• [EXCERPT PROVIDED]

Public attention moved on; the engineers did not. The 1970s were a decade of stations, robotic firsts, and the slow construction of the Shuttle.

Apollo 11 was both a peak and a turning point. By 1972, public interest had cooled enough that Apollo 17 — still the last crewed mission to leave low Earth orbit — landed and returned with little of the live-television fanfare of its predecessors. NASA's budget, which had peaked at over 4 percent of federal spending in 1966, was on its way to the under-1-percent floor it has occupied for the past forty years.

But what looked like retrenchment from the outside was, in engineering terms, one of the busiest decades in the history of spaceflight. The Soviet Union, having effectively conceded the Moon, pivoted to long-duration crewed flight and put the world's first space station — Salyut 1 — in orbit in 1971. The United States flew Skylab, retired Apollo, and started bending metal for the Space Shuttle. Both superpowers fielded a fleet of robotic probes that visited every planet in the inner solar system and started reaching the outer worlds. Mariner 9 became the first orbiter of another planet. Pioneer 10 and 11 punched outward through the asteroid belt. Voyager 1 and 2 launched in 1977 on what was supposed to be a four-year tour and is, as of 2026, still returning data from interstellar space.

• [LISTING]
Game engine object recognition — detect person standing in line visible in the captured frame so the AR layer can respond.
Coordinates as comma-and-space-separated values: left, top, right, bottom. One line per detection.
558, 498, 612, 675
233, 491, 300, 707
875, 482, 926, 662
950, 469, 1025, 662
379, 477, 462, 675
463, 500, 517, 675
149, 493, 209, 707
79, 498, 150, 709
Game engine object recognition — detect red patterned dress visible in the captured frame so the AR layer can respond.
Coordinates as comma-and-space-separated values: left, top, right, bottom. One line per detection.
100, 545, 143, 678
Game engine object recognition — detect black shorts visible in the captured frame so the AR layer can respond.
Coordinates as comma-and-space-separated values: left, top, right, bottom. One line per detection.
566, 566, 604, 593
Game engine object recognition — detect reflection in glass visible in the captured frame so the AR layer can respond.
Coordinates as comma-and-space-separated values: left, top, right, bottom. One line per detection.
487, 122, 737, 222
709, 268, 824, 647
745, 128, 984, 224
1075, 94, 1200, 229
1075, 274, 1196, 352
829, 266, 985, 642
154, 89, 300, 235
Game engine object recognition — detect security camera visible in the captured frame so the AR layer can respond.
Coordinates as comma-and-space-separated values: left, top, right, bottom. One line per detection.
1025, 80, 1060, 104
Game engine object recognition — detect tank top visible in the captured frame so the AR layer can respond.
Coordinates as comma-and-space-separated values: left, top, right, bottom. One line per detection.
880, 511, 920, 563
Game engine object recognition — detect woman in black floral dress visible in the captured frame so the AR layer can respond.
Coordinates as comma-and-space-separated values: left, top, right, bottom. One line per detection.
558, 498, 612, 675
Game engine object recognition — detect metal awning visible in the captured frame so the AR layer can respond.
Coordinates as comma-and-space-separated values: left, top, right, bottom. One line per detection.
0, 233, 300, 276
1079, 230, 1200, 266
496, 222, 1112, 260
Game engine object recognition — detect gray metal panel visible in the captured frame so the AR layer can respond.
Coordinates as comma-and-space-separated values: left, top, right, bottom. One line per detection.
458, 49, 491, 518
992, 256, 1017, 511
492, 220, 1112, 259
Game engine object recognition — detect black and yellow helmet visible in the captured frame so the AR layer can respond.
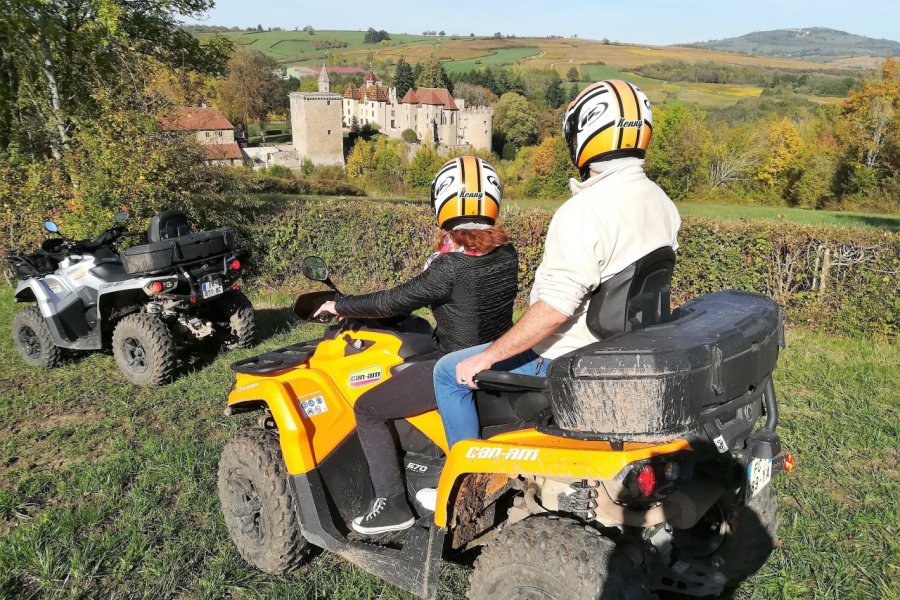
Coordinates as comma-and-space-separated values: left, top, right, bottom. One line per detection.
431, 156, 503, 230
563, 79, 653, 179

==

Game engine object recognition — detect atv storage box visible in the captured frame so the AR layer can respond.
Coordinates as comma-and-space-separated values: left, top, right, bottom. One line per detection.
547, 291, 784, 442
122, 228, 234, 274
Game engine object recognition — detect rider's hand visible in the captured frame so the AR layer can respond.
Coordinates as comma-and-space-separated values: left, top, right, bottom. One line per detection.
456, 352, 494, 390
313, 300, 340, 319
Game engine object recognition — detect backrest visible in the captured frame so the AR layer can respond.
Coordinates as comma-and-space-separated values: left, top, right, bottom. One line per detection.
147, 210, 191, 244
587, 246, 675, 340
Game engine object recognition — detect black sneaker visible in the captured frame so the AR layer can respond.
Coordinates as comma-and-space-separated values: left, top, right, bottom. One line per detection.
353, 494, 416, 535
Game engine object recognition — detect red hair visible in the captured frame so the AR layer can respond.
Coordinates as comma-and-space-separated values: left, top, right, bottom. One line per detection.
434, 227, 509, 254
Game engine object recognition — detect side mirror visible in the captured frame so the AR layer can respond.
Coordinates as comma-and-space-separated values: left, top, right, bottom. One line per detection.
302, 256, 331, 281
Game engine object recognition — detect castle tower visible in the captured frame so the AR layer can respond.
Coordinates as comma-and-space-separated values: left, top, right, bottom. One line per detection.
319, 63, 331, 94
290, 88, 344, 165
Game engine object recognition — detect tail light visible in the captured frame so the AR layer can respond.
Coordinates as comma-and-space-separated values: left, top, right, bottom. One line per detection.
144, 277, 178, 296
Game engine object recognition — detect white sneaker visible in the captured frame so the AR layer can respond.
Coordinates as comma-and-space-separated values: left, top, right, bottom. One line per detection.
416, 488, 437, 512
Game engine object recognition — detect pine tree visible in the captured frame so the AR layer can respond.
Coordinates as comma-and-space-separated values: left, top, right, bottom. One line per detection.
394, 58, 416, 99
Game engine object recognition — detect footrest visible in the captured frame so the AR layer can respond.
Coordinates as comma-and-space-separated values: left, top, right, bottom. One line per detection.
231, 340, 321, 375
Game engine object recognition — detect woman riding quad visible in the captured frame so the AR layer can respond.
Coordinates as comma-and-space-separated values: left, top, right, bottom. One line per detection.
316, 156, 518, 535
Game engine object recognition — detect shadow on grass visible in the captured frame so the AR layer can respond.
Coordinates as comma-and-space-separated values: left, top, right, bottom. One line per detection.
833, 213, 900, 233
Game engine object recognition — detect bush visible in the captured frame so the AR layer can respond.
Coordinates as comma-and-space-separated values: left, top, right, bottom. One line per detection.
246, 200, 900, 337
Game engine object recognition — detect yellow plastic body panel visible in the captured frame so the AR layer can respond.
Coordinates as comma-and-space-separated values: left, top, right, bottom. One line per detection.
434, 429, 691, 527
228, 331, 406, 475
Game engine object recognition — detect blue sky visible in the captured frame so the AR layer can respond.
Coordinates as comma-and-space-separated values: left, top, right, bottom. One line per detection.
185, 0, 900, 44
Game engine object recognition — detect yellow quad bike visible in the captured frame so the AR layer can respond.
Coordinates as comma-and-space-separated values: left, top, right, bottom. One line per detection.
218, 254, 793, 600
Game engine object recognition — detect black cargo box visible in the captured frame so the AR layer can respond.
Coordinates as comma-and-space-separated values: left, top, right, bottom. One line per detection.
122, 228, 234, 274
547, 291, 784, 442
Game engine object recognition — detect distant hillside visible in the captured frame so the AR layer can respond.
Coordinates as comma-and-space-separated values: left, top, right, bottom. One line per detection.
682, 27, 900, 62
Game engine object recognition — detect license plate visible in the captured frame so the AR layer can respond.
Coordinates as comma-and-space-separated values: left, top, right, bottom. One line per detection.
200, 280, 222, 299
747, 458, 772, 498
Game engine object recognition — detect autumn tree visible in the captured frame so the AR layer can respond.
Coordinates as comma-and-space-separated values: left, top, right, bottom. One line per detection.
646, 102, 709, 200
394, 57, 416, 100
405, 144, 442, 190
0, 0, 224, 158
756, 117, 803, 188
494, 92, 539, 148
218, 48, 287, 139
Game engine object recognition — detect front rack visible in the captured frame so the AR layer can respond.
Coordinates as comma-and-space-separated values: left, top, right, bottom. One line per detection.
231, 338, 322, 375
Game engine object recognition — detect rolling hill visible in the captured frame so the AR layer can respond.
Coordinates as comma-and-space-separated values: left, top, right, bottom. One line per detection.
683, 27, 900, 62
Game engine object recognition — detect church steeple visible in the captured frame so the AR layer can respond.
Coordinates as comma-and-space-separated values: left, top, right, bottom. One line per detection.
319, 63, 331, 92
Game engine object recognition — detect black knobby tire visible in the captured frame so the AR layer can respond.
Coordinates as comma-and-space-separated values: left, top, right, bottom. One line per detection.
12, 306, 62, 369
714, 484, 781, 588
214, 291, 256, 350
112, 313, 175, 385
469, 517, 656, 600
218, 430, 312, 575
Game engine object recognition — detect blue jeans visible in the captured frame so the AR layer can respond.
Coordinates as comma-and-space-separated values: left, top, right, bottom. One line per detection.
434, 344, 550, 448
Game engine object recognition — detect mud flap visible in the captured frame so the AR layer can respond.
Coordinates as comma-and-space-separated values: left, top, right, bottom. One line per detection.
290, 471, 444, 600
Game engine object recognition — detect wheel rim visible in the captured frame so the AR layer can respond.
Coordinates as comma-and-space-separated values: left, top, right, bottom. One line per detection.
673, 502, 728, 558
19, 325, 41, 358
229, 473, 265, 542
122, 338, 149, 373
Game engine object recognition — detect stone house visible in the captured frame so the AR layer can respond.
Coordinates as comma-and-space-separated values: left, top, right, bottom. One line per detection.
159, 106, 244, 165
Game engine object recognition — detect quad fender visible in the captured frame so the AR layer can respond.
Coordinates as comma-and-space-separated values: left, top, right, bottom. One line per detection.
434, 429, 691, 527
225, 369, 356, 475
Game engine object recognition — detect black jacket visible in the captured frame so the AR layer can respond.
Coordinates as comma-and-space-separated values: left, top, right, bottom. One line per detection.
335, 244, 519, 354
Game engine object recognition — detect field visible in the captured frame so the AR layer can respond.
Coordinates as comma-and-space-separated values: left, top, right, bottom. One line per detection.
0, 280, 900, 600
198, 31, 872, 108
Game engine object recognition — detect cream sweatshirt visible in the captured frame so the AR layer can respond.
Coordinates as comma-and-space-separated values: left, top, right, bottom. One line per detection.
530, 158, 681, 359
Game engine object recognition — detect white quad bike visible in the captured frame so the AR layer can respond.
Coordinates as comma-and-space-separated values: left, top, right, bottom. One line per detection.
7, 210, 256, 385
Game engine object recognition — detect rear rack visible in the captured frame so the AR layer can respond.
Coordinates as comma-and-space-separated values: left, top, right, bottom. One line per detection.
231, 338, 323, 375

• [SET TASKS]
A - List every robotic probe that the excerpt on 1970s spaceflight names.
B - According to the excerpt on 1970s spaceflight, in what year did NASA's budget peak at over 4 percent of federal spending?
C - Write out word for word the passage of the excerpt on 1970s spaceflight starting at "Public attention moved" and ending at "past forty years.".

• [WRITTEN RESPONSES]
A -
Mariner 9
Pioneer 10
Pioneer 11
Voyager 1
Voyager 2

B - 1966

C -
Public attention moved on; the engineers did not. The 1970s were a decade of stations, robotic firsts, and the slow construction of the Shuttle.

Apollo 11 was both a peak and a turning point. By 1972, public interest had cooled enough that Apollo 17 — still the last crewed mission to leave low Earth orbit — landed and returned with little of the live-television fanfare of its predecessors. NASA's budget, which had peaked at over 4 percent of federal spending in 1966, was on its way to the under-1-percent floor it has occupied for the past forty years.